> [Task details] Rewrite every line from the start of the records through the line holding "[383,65,490,81]", inclusive, with the requests included and each bounding-box coordinate shifted by -53. Leave the pictures out.

> [Data provided]
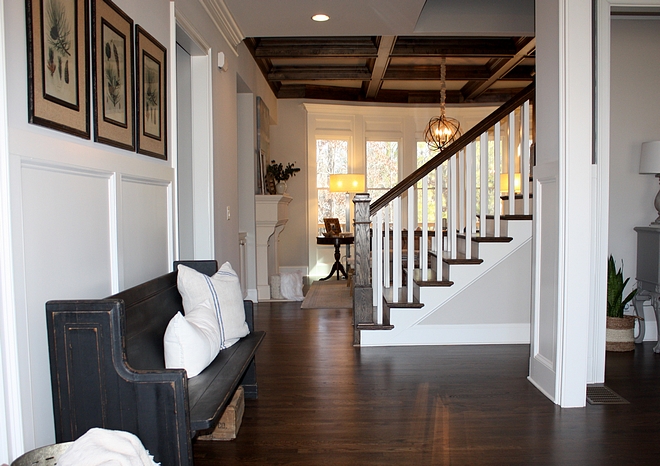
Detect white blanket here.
[57,427,158,466]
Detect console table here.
[316,236,355,280]
[633,227,660,353]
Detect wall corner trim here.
[199,0,245,56]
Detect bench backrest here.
[109,261,218,370]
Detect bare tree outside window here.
[316,139,348,228]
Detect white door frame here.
[529,0,593,407]
[0,0,25,463]
[170,7,215,259]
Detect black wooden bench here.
[46,261,265,466]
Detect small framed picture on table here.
[323,218,341,236]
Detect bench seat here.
[46,261,265,466]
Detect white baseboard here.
[245,288,259,303]
[280,265,309,277]
[360,324,530,346]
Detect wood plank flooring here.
[194,303,660,466]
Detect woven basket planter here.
[605,316,635,351]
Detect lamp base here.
[649,174,660,228]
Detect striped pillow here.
[177,262,250,349]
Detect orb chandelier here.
[424,57,461,152]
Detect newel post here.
[353,193,374,345]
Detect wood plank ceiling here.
[245,36,535,104]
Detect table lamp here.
[330,173,365,233]
[639,141,660,228]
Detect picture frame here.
[92,0,135,151]
[135,25,167,160]
[323,217,341,236]
[25,0,90,139]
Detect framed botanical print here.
[92,0,135,151]
[25,0,90,139]
[135,26,167,160]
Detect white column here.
[254,194,293,300]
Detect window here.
[316,139,348,228]
[366,141,399,201]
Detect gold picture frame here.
[92,0,135,151]
[323,217,341,236]
[25,0,90,139]
[135,26,167,160]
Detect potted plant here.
[266,160,300,194]
[605,254,637,351]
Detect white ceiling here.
[224,0,534,37]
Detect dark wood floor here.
[194,303,660,466]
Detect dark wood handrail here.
[369,83,536,216]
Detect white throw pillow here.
[177,262,250,349]
[163,300,221,377]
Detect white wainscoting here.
[19,161,115,448]
[118,175,172,289]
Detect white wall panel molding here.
[199,0,245,56]
[117,175,174,289]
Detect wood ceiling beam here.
[254,37,378,58]
[276,84,520,105]
[268,66,371,81]
[392,37,518,58]
[462,38,536,100]
[366,36,396,99]
[383,65,490,81]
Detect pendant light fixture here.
[424,57,461,152]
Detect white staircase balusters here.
[447,152,463,259]
[464,141,477,259]
[507,112,516,215]
[392,197,403,303]
[419,176,429,280]
[520,100,530,215]
[493,121,502,237]
[406,185,415,303]
[435,163,446,279]
[479,132,489,236]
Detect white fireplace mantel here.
[254,194,293,301]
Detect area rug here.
[300,279,353,309]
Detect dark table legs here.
[320,241,348,281]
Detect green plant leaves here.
[607,254,637,317]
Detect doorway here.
[176,23,215,260]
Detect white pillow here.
[177,262,250,349]
[163,300,221,377]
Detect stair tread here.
[383,286,424,308]
[500,214,533,220]
[477,214,533,220]
[457,233,513,243]
[442,251,483,265]
[413,269,454,286]
[500,193,534,201]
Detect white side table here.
[633,227,660,353]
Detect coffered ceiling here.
[225,0,535,104]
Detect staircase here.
[354,85,534,346]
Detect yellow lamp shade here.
[330,173,365,193]
[500,173,522,194]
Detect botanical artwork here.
[102,21,127,126]
[135,25,167,160]
[41,0,78,108]
[142,52,161,139]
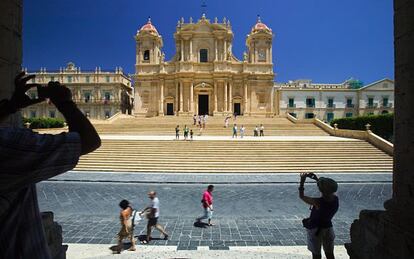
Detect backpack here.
[131,210,142,227]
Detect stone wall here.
[0,0,23,125]
[346,0,414,259]
[0,0,66,259]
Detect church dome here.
[138,18,158,35]
[252,16,272,32]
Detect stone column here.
[190,81,194,113]
[0,0,23,126]
[227,81,233,113]
[214,81,217,112]
[180,82,184,112]
[346,0,414,259]
[223,81,228,112]
[181,40,184,61]
[159,80,164,116]
[189,39,193,61]
[214,39,218,61]
[223,39,227,61]
[243,81,247,115]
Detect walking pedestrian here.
[175,125,180,140]
[232,124,237,138]
[240,125,246,138]
[224,117,229,128]
[184,125,188,140]
[115,200,136,254]
[299,173,339,259]
[253,125,259,137]
[142,191,168,244]
[196,185,214,226]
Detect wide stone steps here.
[76,140,392,173]
[94,117,328,136]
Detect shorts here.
[148,218,158,227]
[306,227,335,255]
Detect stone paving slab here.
[50,171,392,184]
[99,133,361,141]
[37,181,392,250]
[66,244,349,259]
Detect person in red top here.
[196,185,214,226]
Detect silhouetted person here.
[0,73,101,258]
[299,173,339,259]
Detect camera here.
[37,85,49,99]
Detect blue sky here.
[23,0,394,83]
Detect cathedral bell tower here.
[135,18,164,65]
[245,16,273,64]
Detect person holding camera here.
[299,173,339,259]
[0,72,101,258]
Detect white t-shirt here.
[151,197,160,218]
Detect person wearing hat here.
[299,173,339,259]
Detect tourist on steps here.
[299,173,339,259]
[260,124,264,137]
[115,200,136,254]
[240,125,246,138]
[142,191,168,244]
[196,185,214,226]
[184,125,188,140]
[175,125,180,140]
[232,124,237,138]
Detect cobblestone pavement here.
[38,176,392,250]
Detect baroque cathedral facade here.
[133,15,276,116]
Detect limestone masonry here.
[23,15,394,122]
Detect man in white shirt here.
[142,191,168,244]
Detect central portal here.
[198,94,208,115]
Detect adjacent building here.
[274,79,394,122]
[22,62,133,119]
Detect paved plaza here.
[38,172,392,254]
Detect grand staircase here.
[94,116,328,136]
[76,140,392,173]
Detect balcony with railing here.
[381,103,392,108]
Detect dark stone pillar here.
[346,0,414,259]
[0,0,66,259]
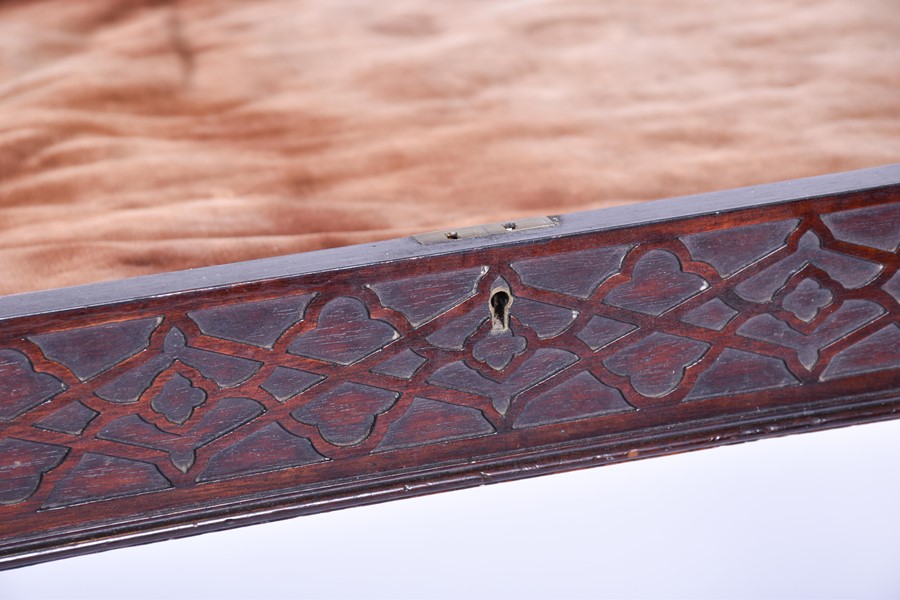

> [Answer to this task]
Detect white blanket here.
[4,374,105,413]
Detect console table here.
[263,183,302,227]
[580,174,607,300]
Detect wall corner trim here.
[146,-53,192,3]
Detect bench backrest here.
[56,208,165,317]
Detect bare tree outside window here.
[263,86,295,175]
Detect white door frame here.
[476,-53,540,354]
[-53,-53,-28,410]
[117,-46,162,206]
Detect black wooden bench here.
[-7,208,212,413]
Detect small framed picture on table here.
[270,165,288,183]
Detect bench seat here.
[-7,208,212,413]
Detect white baseboard here.
[192,235,206,250]
[227,212,256,224]
[307,271,477,293]
Detect wood plank flooring here.
[141,250,607,413]
Detect woven basket planter here.
[552,263,582,298]
Detect lamp base here.
[596,121,607,175]
Detect striped pillow here.
[124,209,197,296]
Detect orb chandelier here.
[371,4,408,99]
Detect newel post here.
[300,140,321,292]
Detect wood plank ceiling here.
[192,-17,482,51]
Detect table lamp here.
[277,120,312,180]
[586,88,607,175]
Detect picture frame here.
[39,-53,82,98]
[82,-28,114,107]
[270,164,288,183]
[-28,-53,37,86]
Detect framed botanical print here.
[39,-53,82,98]
[-28,-53,37,86]
[82,-27,114,107]
Detect white column here.
[201,141,240,247]
Detect window here.
[263,86,295,175]
[313,88,346,148]
Detect gold picture frame here.
[39,-53,82,98]
[270,164,288,183]
[-28,-53,37,86]
[82,-27,114,107]
Detect potted plant here.
[213,107,247,141]
[552,201,584,298]
Detect white ceiling here.
[171,-53,481,-16]
Detect dark wood floor here.
[141,250,607,413]
Detect dark wood handrail here.
[316,30,483,163]
Detect white throw pillow here.
[124,209,197,296]
[110,247,168,324]
Detect white wainscoting here.
[-34,108,62,395]
[65,122,119,236]
Detect white wall panel molding here.
[146,-53,192,3]
[64,122,121,236]
Detect wood ceiling beam here.
[201,-16,325,5]
[223,31,467,52]
[215,13,318,28]
[339,-16,465,5]
[409,-15,483,47]
[313,-17,343,46]
[330,12,437,28]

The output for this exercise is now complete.